In the first step of the training, a molecular dynamic (MD) simulation was carried out at 400 K with a Langevin thermostat, friction coefficients of 1 ps^–1 and 10 ps^–1 for the ions and cell, and a time step of 2 fs. The temperature was chosen because it lies slightly below the melting point of the structures of interest, NaAlCl₄ (MP at 426 K²²), and is expected to yield more movement for better configuration sampling without disrupting the lattice through an actual change of state. The simulation was carried out over differing amounts of simulation steps to evaluate the influence of the training duration on the performance. VASP uses a Bayesian-learning algorithm to train a force field on the different configurations obtained during the MD simulation and estimates the expected errors for energies, forces, and stresses at every step. If the errors are within the set limits, then the simulation is propagated using the force field. However, if the errors exceed the set limits, the subsequent step is evaluated using an ab initio single-point calculation, and the force field is updated accordingly. The settings for these ab initio calculations are identical to the settings for the initial optimization of the structure in question. This approach allows for a fast sampling of configurations, as only configurations that deviate by a significant margin from already saved configurations are evaluated using costly ab initio calculations.

Once the MD simulation is complete, the information from all sampled configurations was refitted using VASP to accelerate the prediction of the forces.

Results and Discussion

Initial Substitution Tests

In the first step, the approximate stability of a few potential doping candidates for sodium and aluminum in NaAlCl₄ was computed based on a substitution into the structure of NaAlCl₄ (space group 19, P2₁2₁2₁), which is shown in Figure 1.

Actions to take:
- 1) Please decide whether each statement agrees with the simulation text, answering yes or no and quoting the exact words that settle it: (a) the MD simulation was run at 400 K, a temperature above the melting point of NaAlCl₄; (b) when the estimated errors exceed the set limits, the next step is computed with an ab initio single-point calculation; (c) the MD simulation used a time step of 2 fs.
- 2) Write the next few sentences of the simulation text, picking up after its last sentence.
The lines after this have nothing to do with the simulation text.

Dataset content:

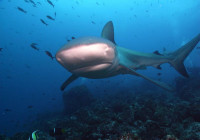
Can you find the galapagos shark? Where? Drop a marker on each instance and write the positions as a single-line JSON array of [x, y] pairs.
[[101, 57]]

Expected answers:
- 1)
(a) No: "it lies slightly below the melting point of the structures of interest"
(b) Yes: "if the errors exceed the set limits, the subsequent step is evaluated using an ab initio single-point calculation"
(c) Yes: "a time step of 2 fs"

- 2)
Figure 1.

Geometry of NaAlCl₄, KAlCl₄, and AgAlCl₄. The unit cell is indicated by a black box, and the view axis is along [100].

The investigated doping candidates on the Na⁺ site consist of K⁺, Ag⁺, Mg²⁺, Ca²⁺, Sr²⁺, Ba²⁺, Sc³⁺, La³⁺, and Y³⁺, since these ions prefer an octahedral coordination in their respective chlorides.⁵⁰⁻⁵⁷ On the Al³⁺ site, Zn²⁺ and Ga³⁺ were considered because of their preference for tetrahedral coordination in their chlorides.^58,59 In all cases, either one sodium ion or one aluminum ion was replaced with one of the respective substituents, and any discrepancy in charge was balanced by removing or adding sodium ions to the lattice. For the substitution with Y³⁺, La³⁺, and Sc³⁺, a 2 × 1 × 1 supercell was used because of the high amount of vacancies introduced into the lattice, yielding an effective substitution of 12.5% of all available positions for those ions. For all other ions, a unit cell was used for substitution, substituting 25% of all available positions. We list in Table 1 the resulting formation energies. We report the formation energies ΔE_bin directly from the binary chlorides ACl_x/BCl_x, NaCl, and AlCl₃. Moreover, we also give the formation energy per substitution, i.e., the formation energy for a substitution of Na⁺ with respect to the reaction precursors ACl_x, AlCl₃, and NaAlCl₄, and for the substitution of Al³⁺ using BCl_x, NaCl, and NaAlCl₄, where A and B are one of the aforementioned substituents. This corresponds de facto to a doping of presynthesized NaAlCl₄. For an exemplary substitution of Al³⁺ with Zn²⁺, the corresponding reaction would be 3NaAlCl₄ + 2NaCl + ZnCl₂ → Na₅ZnAl₃Cl₁₆.

Table 1. Formation Energy of Substituted Structures per Substitution Compared to (NaAlCl₄ and the Binary Chlorides as Precursors) and to ΔE_bin (Only Binary Chlorides as Precursors).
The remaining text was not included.